Exercice 1:
Recopiez le passage du texte sur Evaristo compris entre "Anne Brouan. Le" et "de Patrick Laupin)", bornes incluses.

Extrait du texte:
%%

Anne Brouan. Le style arraché au néant. C’est à peine si la douleur l’ étonne. Dans son périple en-dessous du verbe, par une vitesse de songe et le jeu mêlé des ombres de la vie et de la mort, elle ressuscite le bien auquel on n’ose croire. Evaristo. Pas à pas et au-delà, larmier géant et éclairs de joie, il va dans le désert du dieu et des hommes et délivre la beauté close. Ils ont fait ce livre, rêveur, puissant, subtil, où ils vont ensemble, de la fleur rapide de l’ éther au choc puissant des racines. Puis quand la touche vénérable du temps est atteinte, l’ immortel envol bleui des ténèbres nous ramène vers la source. ( extrait de la préface de Patrick Laupin)

EVARISTO

LA DOULEUR D’ÊTRE DANS LA DOUCEUR D’APPARAÎTRE

Depuis les sources claires d’une humanité première nous parvient la voix d’Evaristo, venue de très loin, tantôt douce comme une pluie d’enfants, tantôt violente comme le cri des bêtes, les rafales du temps, la plainte des trépassés – derniers remords avant l’oubli. Car elle a traversé les champs désolés de l’exil, des nuits terrifiées de l’enfance aux lugubres visions de la guerre civile. Sa terre brûlante d’Espagne, qui nourrissait sa faim. Puis le feu des désastres. La solitude. La pauvreté. Et la fin de l’exode, la vie retrouvée dans la lumière rugueuse d’un monde sans artifices : l’amour des simples, le rude labeur des ouvriers aux silhouettes chantantes dans le petit matin ou penchées sur le soir qui descend, le peuple fraternel de Saint-Fons. Vallon Pont d’Arc : la terre natale ressurgie. Là peut enfin se pacifier le malheur, grâce à la compassion pour cette humanité blessée comme lui : « Dans ma petite voyance, je contemple avec mon cœur ce qu’ils me donnent à voir de moi-même et de tout autre et je le montre à travers l’émotion de mon amour. Si je provoque l’émotion de celui qui voit ma toile, c’est que c’est lui-même qu’il contemple alors. » Commence ici aussi l’amour de la poésie, sa grande amitié avec Roger Kowalski dont l’œuvre le fascine, car « en elle gronde une faim de pureté et d’élévation vers l’absolu. » Désormais, il cherchera souvent dans les livres les « trésors…qui l’ont aidé à réveiller du plus profond de (lui) des toiles insoupçonnables. »

%%

Enregistrements fournis:
%%

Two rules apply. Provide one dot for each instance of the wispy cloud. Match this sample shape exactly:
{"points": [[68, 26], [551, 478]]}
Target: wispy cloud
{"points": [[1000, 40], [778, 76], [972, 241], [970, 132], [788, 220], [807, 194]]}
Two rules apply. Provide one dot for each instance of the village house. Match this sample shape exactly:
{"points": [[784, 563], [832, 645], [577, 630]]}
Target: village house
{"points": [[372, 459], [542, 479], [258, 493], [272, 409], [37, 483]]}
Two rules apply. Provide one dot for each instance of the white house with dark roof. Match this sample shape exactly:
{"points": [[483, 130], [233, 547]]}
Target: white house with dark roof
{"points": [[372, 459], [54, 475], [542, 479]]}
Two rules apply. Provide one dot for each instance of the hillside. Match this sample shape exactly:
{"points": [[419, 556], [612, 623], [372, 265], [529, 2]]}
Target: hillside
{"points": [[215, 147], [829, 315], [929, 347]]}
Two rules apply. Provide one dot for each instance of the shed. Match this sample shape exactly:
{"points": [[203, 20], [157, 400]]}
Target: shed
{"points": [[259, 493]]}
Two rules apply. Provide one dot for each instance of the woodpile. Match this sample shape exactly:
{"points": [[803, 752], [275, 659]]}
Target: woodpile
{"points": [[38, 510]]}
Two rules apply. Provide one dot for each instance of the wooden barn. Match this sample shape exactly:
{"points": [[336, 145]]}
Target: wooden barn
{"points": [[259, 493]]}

%%
%%

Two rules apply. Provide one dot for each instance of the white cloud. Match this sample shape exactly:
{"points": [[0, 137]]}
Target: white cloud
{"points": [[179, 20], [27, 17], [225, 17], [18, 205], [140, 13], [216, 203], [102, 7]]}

%%
%%

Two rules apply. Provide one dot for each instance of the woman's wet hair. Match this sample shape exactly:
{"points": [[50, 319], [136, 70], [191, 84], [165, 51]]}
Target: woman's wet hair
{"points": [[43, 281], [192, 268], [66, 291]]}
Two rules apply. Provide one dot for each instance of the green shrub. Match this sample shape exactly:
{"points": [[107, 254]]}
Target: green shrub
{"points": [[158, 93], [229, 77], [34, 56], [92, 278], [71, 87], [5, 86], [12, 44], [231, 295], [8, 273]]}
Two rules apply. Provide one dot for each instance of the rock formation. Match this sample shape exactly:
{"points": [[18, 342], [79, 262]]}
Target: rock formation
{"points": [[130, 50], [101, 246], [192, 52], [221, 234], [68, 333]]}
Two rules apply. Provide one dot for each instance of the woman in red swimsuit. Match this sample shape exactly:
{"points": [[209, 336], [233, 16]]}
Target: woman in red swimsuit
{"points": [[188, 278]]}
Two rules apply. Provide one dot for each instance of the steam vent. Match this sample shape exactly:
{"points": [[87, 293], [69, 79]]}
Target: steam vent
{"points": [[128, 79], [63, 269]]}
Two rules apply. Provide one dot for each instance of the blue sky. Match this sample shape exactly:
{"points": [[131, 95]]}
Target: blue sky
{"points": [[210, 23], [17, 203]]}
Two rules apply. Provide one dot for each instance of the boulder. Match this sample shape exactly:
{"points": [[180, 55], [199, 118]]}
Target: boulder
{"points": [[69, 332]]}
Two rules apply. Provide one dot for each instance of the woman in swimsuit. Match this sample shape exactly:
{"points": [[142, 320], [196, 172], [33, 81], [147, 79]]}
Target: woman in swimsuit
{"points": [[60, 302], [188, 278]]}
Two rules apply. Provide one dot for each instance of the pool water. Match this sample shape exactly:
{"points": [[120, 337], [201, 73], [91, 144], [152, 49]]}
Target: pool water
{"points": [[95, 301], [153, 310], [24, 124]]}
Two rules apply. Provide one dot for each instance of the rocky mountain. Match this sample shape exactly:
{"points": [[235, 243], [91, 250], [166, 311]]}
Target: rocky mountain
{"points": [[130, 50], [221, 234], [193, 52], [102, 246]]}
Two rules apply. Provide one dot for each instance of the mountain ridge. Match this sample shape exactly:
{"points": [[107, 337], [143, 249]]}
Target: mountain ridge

%%

Exercice 2:
Mettez sous forme de liste JSON de chaînes les lignes des enregistrements situées entre celle qui contient "of the mountain" et celle qui contient "Target: mountain ridge", incluses. Comptez une chaîne par ligne et omettez les lignes vides.

Réponse complète 1:
Anne Brouan. Le style arraché au néant. C’est à peine si la douleur l’ étonne. Dans son périple en-dessous du verbe, par une vitesse de songe et le jeu mêlé des ombres de la vie et de la mort, elle ressuscite le bien auquel on n’ose croire. Evaristo. Pas à pas et au-delà, larmier géant et éclairs de joie, il va dans le désert du dieu et des hommes et délivre la beauté close. Ils ont fait ce livre, rêveur, puissant, subtil, où ils vont ensemble, de la fleur rapide de l’ éther au choc puissant des racines. Puis quand la touche vénérable du temps est atteinte, l’ immortel envol bleui des ténèbres nous ramène vers la source. ( extrait de la préface de Patrick Laupin)

Réponse complète 2:
[
  "Two rules apply. Provide one dot for each instance of the mountain ridge. Match this sample shape exactly:",
  "{\"points\": [[107, 337], [143, 249]]}",
  "Target: mountain ridge"
]